EXTRACT =
————
A workshop next month in western Ohio aims to clean up Grand Lake St. Marys — and in doing it, give farmers a new source of income.

“Turning Manure into Ca$h” features new technologies for turning livestock waste into sellable fuel, fertilizers and bioresins. It’s on March 8 in Maria Stein, about 10 miles south of the lake. Five state organizations that work in agriculture and natural resources are behind it.

“We have new manure rules in place for Grand Lake, but we still have the same amount of manure, so we need to look at ways of reducing our nutrient loads,” said Jim Hoorman, one of the speakers and an Ohio State University Extension educator in Mercer County.

“Farmers can adopt these technologies, sell their manure for a profit, and reduce their nutrients,” Hoorman said.
————
PARTS OF THE EXERCISE =
**1.** Translate this sentence from the article about the Grand Lake St. Marys manure workshop into Spanish: "Five state organizations that work in agriculture and natural resources are behind it."
**2.** Write the next few sentences of the article about the Grand Lake St. Marys manure workshop, picking up after its final quotation from Hoorman.
————
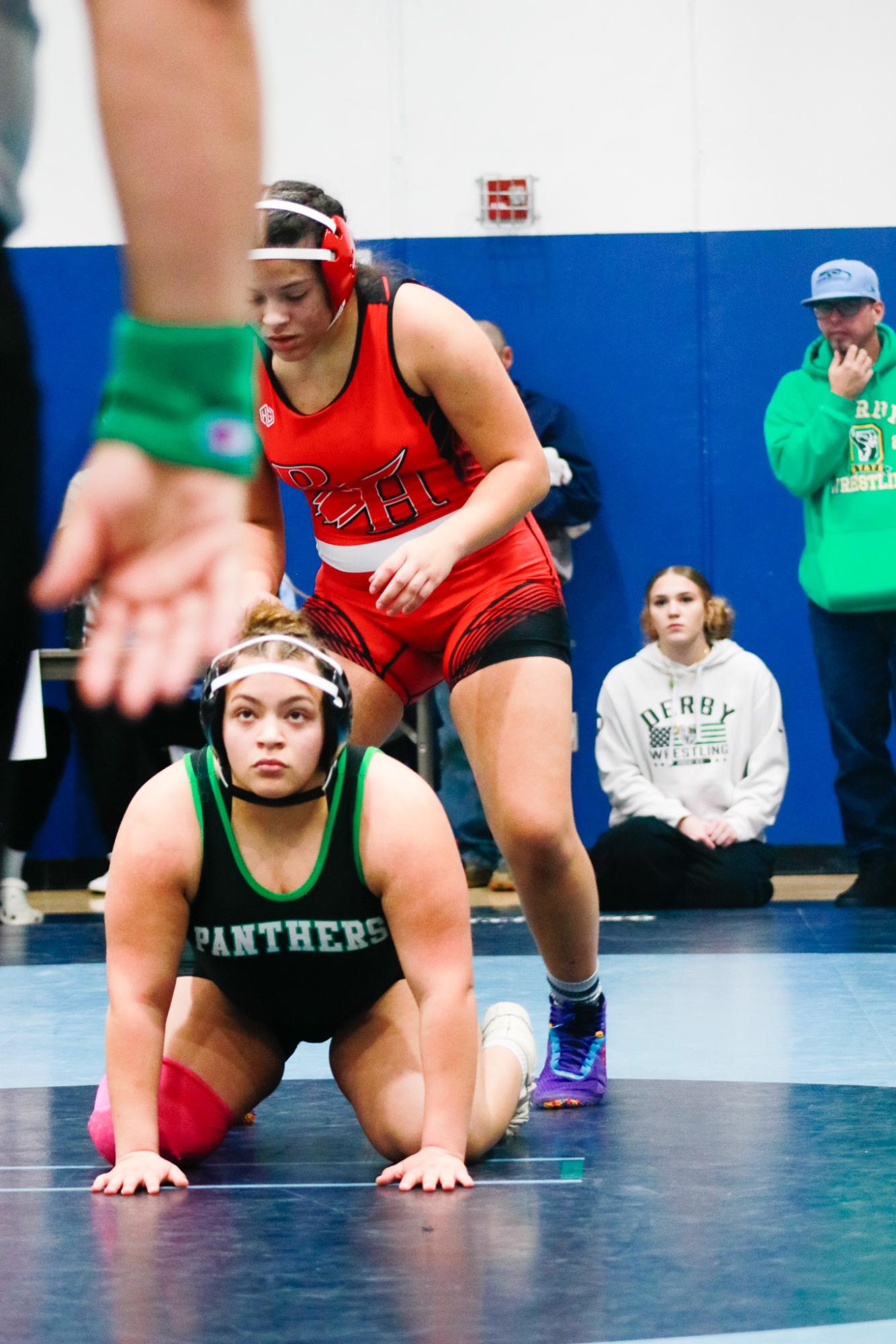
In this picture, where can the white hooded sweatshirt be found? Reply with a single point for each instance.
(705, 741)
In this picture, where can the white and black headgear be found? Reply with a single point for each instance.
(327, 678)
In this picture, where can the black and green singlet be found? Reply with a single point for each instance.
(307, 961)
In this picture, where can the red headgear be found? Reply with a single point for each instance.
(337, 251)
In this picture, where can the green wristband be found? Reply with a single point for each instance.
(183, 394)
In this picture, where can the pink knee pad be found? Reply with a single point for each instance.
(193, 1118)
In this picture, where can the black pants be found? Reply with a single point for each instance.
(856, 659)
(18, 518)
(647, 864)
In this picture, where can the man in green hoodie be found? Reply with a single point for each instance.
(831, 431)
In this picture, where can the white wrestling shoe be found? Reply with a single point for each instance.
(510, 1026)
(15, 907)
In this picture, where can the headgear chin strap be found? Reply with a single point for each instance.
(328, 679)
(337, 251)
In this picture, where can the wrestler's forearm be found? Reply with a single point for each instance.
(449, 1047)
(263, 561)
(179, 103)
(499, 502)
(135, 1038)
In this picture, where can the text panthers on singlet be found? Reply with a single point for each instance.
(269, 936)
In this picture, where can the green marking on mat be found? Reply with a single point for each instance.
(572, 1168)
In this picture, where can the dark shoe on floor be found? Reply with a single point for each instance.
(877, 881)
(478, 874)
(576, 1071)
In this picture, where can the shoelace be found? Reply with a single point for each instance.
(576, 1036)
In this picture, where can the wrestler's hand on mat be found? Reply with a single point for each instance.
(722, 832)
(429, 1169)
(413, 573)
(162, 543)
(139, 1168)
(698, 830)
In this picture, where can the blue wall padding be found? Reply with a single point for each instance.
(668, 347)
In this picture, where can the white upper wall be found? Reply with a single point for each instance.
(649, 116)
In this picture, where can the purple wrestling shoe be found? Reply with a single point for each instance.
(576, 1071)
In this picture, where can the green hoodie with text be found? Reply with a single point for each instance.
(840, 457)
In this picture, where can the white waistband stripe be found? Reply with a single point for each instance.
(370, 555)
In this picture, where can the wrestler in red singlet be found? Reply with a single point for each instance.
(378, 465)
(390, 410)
————
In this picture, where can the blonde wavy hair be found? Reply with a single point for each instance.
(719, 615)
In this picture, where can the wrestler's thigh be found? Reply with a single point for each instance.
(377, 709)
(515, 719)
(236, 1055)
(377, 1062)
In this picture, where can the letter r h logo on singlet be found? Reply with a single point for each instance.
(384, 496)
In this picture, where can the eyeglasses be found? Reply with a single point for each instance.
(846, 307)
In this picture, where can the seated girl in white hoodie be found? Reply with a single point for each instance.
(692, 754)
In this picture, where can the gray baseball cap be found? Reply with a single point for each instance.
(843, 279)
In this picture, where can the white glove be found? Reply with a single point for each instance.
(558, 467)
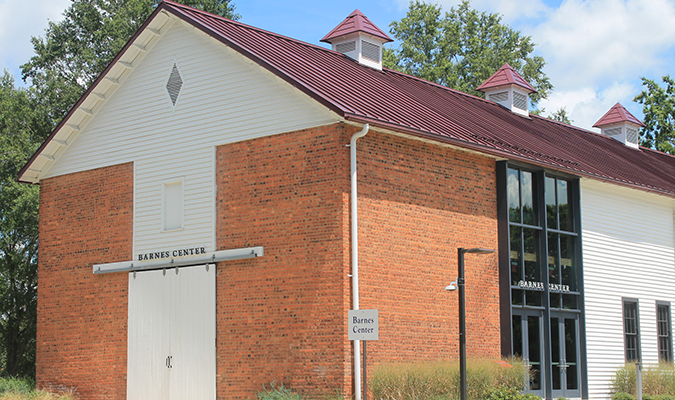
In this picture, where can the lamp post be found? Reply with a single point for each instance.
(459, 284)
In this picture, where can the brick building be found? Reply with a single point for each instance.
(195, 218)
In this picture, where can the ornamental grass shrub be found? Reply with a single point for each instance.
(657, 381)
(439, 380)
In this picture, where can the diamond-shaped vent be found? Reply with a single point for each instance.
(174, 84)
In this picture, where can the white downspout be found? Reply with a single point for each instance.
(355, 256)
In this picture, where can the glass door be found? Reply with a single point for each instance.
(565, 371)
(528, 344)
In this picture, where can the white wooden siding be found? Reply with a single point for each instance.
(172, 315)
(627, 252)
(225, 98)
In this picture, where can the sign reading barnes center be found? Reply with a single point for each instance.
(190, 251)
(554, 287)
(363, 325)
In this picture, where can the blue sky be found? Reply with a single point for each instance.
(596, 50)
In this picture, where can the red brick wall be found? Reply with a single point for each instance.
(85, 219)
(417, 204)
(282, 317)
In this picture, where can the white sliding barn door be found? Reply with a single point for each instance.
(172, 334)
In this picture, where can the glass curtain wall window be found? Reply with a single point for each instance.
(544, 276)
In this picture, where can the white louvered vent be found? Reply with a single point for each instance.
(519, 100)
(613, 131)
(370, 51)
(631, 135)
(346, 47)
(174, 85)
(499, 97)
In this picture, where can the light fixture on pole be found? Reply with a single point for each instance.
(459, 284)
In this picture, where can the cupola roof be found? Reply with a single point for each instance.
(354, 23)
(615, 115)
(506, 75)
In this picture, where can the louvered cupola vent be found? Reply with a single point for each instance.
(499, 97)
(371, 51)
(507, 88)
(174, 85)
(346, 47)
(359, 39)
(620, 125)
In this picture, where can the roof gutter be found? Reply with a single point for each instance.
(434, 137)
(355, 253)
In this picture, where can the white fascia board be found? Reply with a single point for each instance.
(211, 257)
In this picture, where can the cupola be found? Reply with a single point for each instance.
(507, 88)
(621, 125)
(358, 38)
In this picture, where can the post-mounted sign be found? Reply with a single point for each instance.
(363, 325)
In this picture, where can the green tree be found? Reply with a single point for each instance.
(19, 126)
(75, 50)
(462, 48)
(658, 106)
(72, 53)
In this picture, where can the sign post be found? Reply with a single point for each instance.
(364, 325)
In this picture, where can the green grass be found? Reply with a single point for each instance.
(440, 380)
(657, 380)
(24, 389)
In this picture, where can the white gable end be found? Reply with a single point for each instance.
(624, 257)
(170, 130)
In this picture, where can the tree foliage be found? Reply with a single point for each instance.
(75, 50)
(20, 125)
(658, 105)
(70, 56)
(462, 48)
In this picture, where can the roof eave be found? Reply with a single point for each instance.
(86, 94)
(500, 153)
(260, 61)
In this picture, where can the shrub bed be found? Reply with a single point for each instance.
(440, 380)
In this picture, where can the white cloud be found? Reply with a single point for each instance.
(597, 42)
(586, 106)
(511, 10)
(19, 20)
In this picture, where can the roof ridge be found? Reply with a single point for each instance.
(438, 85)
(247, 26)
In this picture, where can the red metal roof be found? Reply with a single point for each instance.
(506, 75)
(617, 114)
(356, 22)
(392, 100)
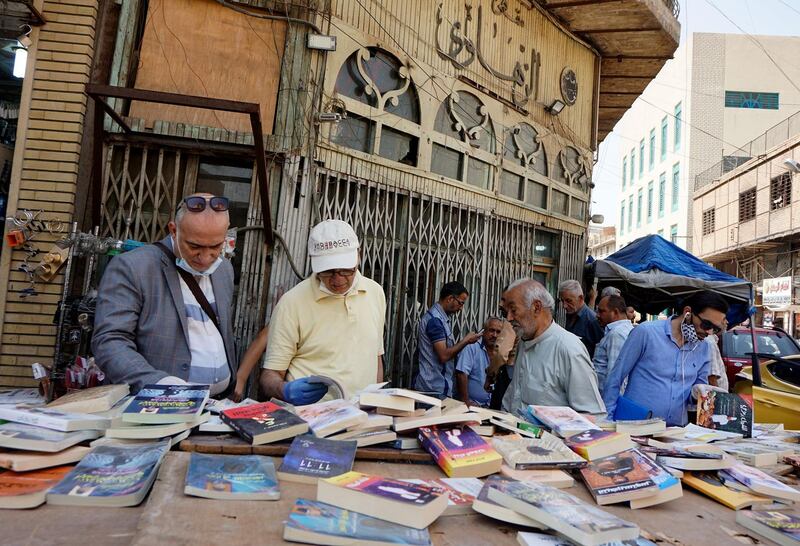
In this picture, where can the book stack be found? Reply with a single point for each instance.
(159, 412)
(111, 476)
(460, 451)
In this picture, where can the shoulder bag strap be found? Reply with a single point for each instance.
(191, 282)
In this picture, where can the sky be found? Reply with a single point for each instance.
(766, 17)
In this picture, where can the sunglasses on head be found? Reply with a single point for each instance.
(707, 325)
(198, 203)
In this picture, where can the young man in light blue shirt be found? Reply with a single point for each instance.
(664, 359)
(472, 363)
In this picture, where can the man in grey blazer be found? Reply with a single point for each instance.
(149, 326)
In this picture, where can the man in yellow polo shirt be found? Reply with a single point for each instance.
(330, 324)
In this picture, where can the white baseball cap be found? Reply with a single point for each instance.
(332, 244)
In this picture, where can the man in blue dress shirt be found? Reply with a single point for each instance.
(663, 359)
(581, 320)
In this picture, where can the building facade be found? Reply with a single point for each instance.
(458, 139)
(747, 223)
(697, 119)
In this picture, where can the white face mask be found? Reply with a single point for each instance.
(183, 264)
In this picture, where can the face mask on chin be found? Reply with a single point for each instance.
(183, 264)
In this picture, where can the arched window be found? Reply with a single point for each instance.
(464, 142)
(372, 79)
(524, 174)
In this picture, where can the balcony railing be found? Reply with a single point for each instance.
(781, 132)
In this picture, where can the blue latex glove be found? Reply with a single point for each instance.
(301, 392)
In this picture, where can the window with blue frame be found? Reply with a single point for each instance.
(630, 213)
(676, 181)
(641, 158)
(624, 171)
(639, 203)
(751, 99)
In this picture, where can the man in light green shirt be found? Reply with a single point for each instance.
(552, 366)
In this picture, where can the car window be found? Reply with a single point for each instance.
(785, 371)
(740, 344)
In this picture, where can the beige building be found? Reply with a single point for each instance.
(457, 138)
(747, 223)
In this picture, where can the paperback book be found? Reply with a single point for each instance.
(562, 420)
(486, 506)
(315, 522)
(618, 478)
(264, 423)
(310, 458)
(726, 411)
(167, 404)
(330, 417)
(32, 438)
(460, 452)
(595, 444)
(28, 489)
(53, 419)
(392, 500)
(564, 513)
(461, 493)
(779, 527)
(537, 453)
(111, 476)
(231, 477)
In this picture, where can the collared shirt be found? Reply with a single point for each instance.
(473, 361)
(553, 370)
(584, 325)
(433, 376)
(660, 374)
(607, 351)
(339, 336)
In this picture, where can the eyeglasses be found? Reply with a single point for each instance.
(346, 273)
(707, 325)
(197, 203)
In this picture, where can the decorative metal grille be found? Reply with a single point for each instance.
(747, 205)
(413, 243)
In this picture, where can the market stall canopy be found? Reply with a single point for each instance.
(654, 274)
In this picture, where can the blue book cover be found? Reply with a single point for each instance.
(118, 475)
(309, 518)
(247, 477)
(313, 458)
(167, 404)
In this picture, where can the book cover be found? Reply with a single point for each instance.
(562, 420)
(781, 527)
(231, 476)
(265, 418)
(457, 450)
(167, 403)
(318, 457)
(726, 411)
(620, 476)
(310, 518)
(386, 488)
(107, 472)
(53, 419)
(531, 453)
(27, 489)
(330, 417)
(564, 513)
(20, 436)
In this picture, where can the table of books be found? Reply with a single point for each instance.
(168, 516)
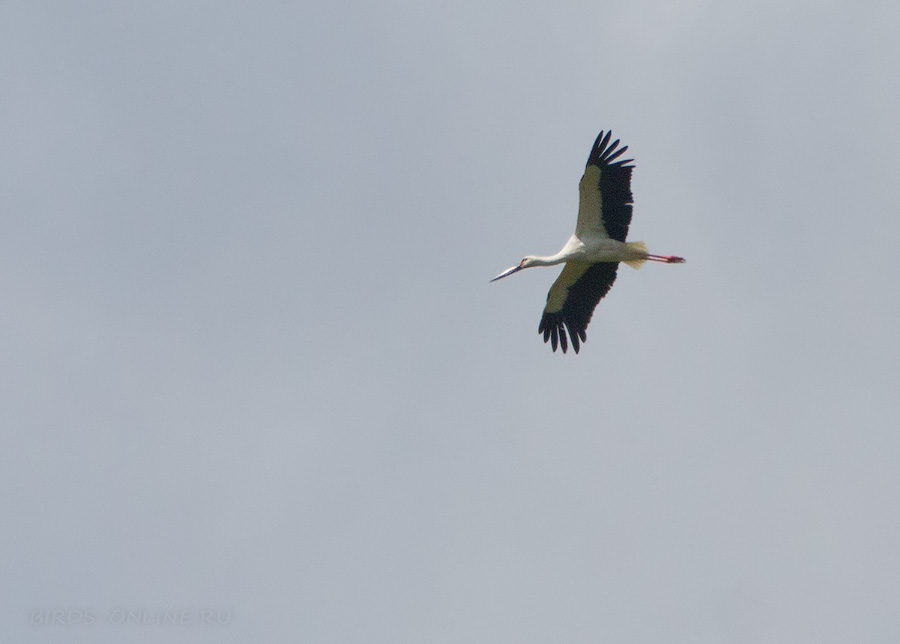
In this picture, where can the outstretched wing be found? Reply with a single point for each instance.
————
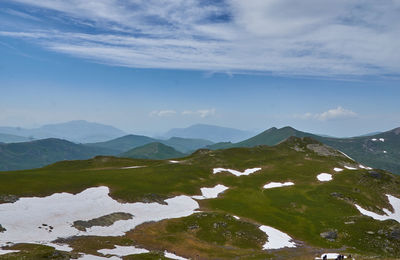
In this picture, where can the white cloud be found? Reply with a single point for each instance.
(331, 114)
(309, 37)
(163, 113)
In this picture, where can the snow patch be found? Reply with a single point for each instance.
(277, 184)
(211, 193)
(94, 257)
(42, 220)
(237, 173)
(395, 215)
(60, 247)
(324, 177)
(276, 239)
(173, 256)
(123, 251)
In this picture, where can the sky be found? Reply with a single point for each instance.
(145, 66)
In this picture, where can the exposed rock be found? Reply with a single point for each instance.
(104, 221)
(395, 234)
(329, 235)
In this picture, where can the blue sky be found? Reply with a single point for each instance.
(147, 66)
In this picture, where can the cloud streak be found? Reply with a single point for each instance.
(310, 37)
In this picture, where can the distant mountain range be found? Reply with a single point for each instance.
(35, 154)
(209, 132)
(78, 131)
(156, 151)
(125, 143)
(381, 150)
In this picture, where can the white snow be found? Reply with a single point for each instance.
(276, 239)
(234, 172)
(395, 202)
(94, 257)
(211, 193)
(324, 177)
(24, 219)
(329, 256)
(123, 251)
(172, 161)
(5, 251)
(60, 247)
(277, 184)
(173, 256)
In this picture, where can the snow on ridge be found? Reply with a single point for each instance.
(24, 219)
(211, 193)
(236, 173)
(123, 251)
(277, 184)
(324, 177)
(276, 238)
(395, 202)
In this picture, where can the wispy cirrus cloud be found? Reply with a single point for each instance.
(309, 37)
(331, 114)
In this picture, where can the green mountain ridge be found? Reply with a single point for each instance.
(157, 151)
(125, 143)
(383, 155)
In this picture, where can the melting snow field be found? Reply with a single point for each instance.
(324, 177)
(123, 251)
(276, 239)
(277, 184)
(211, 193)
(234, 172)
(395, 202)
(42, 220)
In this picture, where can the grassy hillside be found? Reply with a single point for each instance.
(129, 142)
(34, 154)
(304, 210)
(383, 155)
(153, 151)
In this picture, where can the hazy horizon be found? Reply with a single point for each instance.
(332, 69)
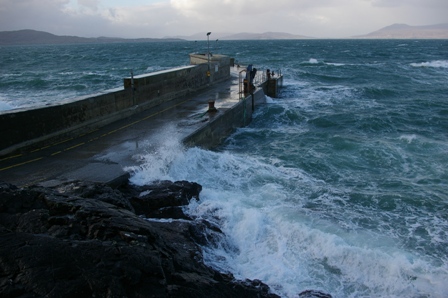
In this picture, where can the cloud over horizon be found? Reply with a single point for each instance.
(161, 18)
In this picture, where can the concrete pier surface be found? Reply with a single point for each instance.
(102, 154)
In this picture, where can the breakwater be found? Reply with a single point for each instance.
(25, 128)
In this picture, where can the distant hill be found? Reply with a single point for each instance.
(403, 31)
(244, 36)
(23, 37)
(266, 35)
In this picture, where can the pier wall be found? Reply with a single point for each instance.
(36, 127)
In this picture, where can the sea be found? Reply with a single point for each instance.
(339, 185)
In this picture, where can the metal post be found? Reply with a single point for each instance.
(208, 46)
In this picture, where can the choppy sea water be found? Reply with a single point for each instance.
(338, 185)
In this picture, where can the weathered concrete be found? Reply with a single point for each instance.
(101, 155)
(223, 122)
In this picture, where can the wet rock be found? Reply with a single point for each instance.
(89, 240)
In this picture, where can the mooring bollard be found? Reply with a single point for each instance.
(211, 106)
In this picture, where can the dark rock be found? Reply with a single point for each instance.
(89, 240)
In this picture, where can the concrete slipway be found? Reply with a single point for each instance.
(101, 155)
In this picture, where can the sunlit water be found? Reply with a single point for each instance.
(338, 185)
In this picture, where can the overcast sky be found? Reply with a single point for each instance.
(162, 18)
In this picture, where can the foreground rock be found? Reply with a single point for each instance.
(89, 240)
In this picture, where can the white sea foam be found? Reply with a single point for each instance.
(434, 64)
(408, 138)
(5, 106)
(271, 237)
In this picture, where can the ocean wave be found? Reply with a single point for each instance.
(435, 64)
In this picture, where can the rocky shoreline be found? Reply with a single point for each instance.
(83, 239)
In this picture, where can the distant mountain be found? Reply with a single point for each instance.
————
EXERCISE RESPONSES =
**1.** Cinco organizaciones estatales que trabajan en agricultura y recursos naturales están detrás de él.

**2.**
Grand Lake St. Marys has been hit hard the past two summers by toxic algae blooms, which caused boating, fishing and swimming closures and threaten the lake’s tourism industry.

Scientists link the blooms to nutrients in farm runoff, with nitrogen and phosphorus the main culprits. The Ohio Department of Natural Resources, as a result, has put new rules in place limiting manure use near the lake.

“Many farmers are reaching limits on how much manure they can apply to their fields due to phosphorus limits on their fields,” Hoorman said. “So these alternatives give them a way to stay in business and get value-added products from their manure.”

One option is selling swine manure to produce bioresin, which Hoorman said can replace up to a quarter of what’s in asphalt. Paint and fertilizer coatings can be made from it too.

With the demand for asphalt high and the price over $500 a ton, a farmer can make up to $10 per pig space by selling their manure to make bioresin, Hoorman said.

Other topics will include anaerobic digestion and methane production, removing phosphorus from dairy wastewater and from swine manure, the results of a bio-oil farm demonstration, and the water quality benefits of removing nitrogen and phosphorus.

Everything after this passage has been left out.